Collected data
*** Block opens ***
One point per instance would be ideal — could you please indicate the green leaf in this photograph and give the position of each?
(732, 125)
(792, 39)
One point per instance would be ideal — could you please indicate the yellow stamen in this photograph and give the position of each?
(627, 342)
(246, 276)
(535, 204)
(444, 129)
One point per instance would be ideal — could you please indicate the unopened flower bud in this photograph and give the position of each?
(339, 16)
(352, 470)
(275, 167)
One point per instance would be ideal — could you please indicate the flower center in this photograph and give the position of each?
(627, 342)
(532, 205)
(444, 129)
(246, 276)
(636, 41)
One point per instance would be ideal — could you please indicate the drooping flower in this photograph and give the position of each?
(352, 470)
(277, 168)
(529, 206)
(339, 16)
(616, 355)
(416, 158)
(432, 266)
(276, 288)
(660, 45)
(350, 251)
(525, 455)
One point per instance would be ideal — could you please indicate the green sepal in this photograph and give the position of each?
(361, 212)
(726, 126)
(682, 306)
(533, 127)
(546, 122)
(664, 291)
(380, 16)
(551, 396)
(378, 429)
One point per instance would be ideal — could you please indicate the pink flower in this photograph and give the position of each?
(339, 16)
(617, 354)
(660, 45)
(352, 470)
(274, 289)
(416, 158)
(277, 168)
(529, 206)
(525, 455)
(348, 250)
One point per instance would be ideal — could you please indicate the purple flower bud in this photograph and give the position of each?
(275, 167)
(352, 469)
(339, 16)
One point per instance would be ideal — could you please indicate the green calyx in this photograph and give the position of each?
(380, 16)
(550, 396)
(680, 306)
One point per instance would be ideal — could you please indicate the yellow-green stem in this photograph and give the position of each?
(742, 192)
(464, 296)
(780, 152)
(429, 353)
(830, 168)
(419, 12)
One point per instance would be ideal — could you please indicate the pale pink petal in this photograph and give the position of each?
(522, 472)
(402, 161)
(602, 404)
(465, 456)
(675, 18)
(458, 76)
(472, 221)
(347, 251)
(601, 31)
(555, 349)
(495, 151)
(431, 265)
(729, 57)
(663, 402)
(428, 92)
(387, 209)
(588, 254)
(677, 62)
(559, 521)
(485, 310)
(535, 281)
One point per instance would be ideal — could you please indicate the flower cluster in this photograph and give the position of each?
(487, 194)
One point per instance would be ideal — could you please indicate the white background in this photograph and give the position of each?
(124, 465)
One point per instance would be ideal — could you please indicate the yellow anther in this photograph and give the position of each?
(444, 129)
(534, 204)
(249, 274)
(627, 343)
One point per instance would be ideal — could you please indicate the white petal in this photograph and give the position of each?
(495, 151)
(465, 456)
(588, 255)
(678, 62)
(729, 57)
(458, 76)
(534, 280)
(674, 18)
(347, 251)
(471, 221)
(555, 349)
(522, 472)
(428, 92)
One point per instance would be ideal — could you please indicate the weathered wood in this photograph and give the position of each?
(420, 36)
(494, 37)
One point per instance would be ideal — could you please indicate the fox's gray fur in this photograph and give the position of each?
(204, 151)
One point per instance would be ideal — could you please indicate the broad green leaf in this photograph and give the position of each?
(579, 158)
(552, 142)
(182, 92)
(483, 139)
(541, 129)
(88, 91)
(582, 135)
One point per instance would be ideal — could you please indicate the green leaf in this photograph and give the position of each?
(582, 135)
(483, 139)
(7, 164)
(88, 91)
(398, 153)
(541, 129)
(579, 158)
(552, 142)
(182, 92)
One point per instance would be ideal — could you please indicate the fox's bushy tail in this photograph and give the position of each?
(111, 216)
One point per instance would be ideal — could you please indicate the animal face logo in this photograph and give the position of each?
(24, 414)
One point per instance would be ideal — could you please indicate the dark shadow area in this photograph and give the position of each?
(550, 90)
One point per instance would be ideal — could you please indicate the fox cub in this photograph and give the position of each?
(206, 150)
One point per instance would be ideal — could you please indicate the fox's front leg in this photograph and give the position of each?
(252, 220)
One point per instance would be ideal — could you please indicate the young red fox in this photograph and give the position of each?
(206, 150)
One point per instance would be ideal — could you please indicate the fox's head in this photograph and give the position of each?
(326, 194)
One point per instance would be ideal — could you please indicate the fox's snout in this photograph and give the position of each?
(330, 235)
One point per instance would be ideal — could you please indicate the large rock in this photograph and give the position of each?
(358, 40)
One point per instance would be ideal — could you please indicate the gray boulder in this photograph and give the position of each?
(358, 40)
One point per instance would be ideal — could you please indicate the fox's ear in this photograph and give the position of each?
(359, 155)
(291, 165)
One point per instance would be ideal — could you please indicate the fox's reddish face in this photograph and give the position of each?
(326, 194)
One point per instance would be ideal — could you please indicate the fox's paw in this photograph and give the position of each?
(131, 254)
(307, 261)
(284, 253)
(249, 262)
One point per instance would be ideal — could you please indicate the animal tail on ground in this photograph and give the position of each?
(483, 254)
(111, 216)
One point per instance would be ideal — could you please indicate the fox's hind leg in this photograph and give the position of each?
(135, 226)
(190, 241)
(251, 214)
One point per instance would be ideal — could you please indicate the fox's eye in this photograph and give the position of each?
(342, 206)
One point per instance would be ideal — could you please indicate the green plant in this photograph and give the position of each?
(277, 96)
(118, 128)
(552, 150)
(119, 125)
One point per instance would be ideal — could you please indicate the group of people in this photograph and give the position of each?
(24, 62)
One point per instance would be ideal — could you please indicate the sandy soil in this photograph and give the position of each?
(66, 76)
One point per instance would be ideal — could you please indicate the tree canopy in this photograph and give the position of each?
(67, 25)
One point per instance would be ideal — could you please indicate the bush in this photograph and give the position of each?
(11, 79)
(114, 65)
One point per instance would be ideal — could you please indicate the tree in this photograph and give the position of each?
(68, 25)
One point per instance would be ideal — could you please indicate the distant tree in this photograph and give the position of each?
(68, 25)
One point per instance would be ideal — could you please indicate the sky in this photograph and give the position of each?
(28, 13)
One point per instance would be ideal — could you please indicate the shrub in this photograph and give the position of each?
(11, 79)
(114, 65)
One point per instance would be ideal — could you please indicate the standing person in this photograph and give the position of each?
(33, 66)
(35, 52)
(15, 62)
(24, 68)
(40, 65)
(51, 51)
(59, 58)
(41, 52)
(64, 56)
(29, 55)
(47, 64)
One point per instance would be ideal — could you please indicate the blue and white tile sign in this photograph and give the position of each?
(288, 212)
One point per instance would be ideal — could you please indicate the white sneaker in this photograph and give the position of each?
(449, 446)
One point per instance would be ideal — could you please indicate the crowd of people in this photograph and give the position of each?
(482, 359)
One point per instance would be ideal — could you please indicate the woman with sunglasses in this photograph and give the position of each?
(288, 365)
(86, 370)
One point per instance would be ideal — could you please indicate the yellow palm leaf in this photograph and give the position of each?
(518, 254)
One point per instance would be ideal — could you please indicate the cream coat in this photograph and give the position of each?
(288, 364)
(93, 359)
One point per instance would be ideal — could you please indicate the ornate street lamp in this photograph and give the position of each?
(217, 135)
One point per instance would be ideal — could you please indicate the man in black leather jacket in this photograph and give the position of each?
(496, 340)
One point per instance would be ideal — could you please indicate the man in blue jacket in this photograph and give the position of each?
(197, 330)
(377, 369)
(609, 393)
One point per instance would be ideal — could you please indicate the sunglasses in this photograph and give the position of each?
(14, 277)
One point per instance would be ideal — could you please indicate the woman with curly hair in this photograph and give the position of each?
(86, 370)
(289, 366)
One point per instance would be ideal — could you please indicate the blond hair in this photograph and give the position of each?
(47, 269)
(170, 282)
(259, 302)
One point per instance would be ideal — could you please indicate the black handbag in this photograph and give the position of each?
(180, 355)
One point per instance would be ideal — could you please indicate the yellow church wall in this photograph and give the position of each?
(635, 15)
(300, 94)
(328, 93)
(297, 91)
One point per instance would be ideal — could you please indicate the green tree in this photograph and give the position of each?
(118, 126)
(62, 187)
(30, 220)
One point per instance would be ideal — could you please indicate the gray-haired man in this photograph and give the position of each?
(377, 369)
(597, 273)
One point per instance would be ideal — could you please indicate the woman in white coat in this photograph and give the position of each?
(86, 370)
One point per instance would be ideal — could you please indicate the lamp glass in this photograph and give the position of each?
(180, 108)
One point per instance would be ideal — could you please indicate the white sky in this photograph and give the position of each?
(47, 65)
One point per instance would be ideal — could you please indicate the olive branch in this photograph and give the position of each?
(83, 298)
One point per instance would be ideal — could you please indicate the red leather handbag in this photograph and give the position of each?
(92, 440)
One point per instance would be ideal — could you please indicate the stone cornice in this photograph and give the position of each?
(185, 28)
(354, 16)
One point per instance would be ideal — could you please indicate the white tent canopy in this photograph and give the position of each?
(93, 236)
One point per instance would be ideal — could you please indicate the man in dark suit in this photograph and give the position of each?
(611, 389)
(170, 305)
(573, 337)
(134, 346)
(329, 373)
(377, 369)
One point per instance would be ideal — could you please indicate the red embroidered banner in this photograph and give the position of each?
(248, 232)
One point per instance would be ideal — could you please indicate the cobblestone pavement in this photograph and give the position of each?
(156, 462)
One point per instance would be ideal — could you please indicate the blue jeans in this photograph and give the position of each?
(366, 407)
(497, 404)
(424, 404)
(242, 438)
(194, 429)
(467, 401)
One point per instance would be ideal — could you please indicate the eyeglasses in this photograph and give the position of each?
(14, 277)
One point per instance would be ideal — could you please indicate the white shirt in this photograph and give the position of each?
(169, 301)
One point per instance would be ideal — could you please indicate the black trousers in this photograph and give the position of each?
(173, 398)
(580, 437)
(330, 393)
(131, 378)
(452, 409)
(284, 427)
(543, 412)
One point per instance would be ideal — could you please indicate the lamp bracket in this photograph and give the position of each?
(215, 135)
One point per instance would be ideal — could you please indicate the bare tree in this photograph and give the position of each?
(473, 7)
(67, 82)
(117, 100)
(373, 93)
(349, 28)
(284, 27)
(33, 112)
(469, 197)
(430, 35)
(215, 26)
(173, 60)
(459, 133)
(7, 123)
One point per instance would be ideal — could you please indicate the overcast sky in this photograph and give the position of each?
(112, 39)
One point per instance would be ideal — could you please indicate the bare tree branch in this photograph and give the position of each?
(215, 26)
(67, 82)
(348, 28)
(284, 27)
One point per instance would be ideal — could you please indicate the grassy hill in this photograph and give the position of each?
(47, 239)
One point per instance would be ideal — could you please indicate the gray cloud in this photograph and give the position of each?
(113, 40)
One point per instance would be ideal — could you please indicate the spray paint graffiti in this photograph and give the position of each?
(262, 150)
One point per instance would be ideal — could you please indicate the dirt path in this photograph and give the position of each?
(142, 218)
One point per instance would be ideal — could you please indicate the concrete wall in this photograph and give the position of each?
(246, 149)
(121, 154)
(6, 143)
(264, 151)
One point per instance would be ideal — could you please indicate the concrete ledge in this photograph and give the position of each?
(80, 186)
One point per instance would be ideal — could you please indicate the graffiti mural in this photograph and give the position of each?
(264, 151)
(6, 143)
*** Block closes ***
◆ What you will do: Would you repeat, exactly and with nothing added, every line from the line containing "the concrete ledge" through the last line of the records above?

◆ Written solution:
One point per instance would be ideal — could you please indicate the concrete ledge in this photograph and give the position of each?
(80, 186)
One point per instance would be ideal — could you please indicate the graffiti mural in this photograph and give the position of each?
(264, 151)
(6, 143)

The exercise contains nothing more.